Natural-language object grounding data
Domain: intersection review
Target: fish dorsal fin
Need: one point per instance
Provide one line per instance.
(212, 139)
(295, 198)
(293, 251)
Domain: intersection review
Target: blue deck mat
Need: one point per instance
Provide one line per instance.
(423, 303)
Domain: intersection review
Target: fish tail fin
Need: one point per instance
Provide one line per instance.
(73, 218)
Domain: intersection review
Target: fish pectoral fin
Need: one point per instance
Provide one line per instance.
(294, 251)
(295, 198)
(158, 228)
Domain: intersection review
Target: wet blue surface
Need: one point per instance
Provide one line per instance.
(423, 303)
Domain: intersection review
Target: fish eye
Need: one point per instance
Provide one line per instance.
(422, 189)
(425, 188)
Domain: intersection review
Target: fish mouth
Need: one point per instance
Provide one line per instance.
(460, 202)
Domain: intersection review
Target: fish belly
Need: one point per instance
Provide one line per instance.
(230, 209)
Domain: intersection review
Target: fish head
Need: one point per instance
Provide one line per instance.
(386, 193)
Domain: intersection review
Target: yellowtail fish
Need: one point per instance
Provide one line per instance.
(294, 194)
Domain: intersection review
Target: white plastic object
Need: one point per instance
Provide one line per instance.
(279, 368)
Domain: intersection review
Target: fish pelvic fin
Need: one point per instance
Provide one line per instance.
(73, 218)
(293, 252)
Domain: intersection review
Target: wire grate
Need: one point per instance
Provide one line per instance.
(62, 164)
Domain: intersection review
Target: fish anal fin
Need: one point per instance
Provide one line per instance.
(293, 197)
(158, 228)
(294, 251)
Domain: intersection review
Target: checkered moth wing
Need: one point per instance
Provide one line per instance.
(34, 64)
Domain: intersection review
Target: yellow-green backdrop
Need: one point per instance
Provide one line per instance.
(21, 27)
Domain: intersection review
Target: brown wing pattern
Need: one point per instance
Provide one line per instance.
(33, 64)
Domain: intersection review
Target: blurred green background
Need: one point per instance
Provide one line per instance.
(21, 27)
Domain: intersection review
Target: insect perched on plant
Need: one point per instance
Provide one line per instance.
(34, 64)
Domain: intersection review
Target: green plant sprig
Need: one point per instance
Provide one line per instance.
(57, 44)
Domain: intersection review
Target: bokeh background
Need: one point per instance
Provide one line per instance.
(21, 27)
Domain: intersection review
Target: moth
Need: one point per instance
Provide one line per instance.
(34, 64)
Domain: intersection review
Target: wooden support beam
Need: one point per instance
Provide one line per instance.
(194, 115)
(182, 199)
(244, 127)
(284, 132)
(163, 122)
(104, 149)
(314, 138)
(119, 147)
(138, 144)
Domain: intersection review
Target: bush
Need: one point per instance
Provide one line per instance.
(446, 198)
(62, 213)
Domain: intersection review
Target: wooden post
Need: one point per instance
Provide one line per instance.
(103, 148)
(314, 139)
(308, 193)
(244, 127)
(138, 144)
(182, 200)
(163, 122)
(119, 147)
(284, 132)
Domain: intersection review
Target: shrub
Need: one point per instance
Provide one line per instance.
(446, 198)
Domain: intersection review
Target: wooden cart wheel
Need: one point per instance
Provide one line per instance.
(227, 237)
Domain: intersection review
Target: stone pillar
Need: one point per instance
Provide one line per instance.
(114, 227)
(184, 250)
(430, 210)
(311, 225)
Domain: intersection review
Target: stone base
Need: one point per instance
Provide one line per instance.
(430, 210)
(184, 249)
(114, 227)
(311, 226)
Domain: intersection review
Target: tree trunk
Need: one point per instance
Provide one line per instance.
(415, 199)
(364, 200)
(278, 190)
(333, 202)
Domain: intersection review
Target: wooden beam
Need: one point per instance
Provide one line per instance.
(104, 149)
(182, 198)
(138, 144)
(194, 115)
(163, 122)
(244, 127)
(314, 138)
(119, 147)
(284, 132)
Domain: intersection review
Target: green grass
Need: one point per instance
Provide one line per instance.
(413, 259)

THE TASK
A single figure must be given: how many lines of the records above include the string "wing".

YOUR SOLUTION
2